Text for analysis:
Review of ‘Here on Earth’ by Tim Flannery – Colin Tudge – The Independent
March 11 2011, 9:29am
This past 150 years are widely seen as the golden age of biology – when it began to seem that all life is understandable and will soon be understood; and that what can be understood can and should be controlled for our own benefit. In 1859, in the Origin of Species, Charles Darwin first explained the mechanism of evolution "by means of natural selection". Then Gregor Mendel described the units of heredity now known as genes; then, in the early decades of the 20th century, Darwin's notions were fused with Mendel's to create "neodarwinism" – evolution conceived as a shift in the content of gene pools of populations.
In the mid 20th century, genes were shown to be made of DNA, and then a new generation of biologists in the 1960s showed (or seemed to show) how all of life could be explained by the interactions of what Richard Dawkins called "selfish" genes, as they battled, Darwinianly, for supremacy. The piece de resistance is genetic engineering: bits of DNA (genes) are shuffled and reconstructed to make brand new organisms.

Explore the material:
[1] In the book review, what year is given for Darwin's Origin of Species?
[2] Write a further paragraph extending the review of "Here on Earth," picking up right after its final sentence.

Data excerpts:
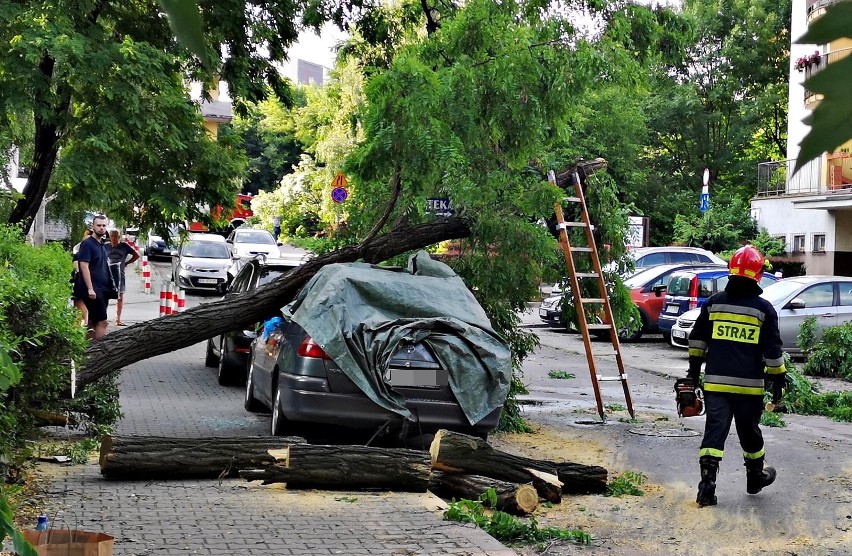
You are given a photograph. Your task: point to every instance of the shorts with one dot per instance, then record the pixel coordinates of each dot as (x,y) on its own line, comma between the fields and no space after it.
(96,307)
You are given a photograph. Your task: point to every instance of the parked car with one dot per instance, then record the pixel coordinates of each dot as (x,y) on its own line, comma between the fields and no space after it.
(688,289)
(647,290)
(247,242)
(383,352)
(828,298)
(230,351)
(202,262)
(651,256)
(157,248)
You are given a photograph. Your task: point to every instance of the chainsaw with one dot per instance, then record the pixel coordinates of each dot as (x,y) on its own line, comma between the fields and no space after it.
(689,398)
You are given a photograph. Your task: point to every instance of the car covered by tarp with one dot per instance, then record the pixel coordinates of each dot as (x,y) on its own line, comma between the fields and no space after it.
(360,314)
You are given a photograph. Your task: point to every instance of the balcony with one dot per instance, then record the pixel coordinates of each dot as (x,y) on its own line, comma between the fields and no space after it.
(816,8)
(777,178)
(815,63)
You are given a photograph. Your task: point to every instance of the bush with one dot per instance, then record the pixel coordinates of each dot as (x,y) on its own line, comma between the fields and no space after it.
(41,336)
(833,356)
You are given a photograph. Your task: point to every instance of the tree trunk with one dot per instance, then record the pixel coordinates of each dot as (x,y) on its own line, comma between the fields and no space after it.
(580,479)
(157,457)
(454,452)
(512,498)
(165,334)
(346,468)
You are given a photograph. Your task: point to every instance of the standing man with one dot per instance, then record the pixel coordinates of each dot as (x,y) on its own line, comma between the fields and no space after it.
(737,334)
(276,227)
(118,253)
(94,269)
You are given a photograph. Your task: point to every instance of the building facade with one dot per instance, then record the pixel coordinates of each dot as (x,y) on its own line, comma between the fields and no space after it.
(811,210)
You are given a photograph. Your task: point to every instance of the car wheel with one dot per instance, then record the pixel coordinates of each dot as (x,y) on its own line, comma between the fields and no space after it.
(279,422)
(251,403)
(226,370)
(210,359)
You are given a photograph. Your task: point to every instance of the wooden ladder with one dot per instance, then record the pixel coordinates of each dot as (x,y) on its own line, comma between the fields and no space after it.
(580,303)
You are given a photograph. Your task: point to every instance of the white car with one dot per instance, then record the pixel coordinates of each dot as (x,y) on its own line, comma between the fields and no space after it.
(246,243)
(202,262)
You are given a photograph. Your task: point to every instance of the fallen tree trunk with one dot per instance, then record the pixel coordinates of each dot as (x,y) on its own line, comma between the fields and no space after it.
(157,457)
(512,498)
(169,333)
(580,479)
(346,468)
(454,452)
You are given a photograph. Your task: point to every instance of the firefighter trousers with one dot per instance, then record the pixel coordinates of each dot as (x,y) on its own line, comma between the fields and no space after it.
(745,410)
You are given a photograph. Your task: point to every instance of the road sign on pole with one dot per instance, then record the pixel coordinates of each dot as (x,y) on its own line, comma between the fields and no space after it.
(704,199)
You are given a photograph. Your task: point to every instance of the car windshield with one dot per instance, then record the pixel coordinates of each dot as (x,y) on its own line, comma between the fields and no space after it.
(779,291)
(641,278)
(269,275)
(206,250)
(254,237)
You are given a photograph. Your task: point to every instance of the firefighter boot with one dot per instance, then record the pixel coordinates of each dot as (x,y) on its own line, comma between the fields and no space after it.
(707,486)
(758,476)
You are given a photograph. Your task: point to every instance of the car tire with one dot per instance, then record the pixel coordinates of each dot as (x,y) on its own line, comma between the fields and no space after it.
(251,403)
(278,423)
(210,359)
(225,375)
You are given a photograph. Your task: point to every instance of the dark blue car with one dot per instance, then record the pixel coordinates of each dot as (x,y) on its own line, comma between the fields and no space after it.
(689,289)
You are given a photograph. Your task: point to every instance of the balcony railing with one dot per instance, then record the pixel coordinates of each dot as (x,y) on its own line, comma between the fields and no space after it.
(777,178)
(817,66)
(815,8)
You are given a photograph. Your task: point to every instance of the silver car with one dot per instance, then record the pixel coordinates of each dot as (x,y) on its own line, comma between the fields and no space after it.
(827,298)
(202,263)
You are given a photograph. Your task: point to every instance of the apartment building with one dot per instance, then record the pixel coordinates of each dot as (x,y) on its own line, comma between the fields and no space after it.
(810,210)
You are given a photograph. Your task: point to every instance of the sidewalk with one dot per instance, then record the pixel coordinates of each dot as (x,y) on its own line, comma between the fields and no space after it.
(175,395)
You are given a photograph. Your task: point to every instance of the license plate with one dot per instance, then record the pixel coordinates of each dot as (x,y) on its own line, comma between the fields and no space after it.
(414,377)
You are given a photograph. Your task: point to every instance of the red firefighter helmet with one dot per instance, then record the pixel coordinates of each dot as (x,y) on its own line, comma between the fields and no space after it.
(748,262)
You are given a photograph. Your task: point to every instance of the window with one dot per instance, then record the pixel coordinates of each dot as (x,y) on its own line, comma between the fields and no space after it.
(799,244)
(309,73)
(821,295)
(819,243)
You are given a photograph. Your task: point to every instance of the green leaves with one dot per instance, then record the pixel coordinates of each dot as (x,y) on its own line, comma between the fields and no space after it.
(829,121)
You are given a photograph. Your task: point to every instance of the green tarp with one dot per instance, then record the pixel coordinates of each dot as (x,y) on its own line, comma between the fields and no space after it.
(359,313)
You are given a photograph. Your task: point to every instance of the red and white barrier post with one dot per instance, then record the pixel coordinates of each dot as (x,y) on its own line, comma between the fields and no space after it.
(163,294)
(146,273)
(181,300)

Answers:
[1] 1859

[2]
Yet some felt right from the outset that the Darwinian analysis was flawed. It is rooted in excellent science – Darwin was one of the greatest field naturalists of all time – but it was also coloured, as all science is, by the zeitgeist. The prevailing theme of the early 19th century was of strife: social upheaval; the building of empires. Darwin was a gentle man, a liberal in the old sense and a humanitarian who railed against slavery, but the mechanism of natural selection that he saw as nature's great creative force is rooted in the perceived need for competition, implying conflict.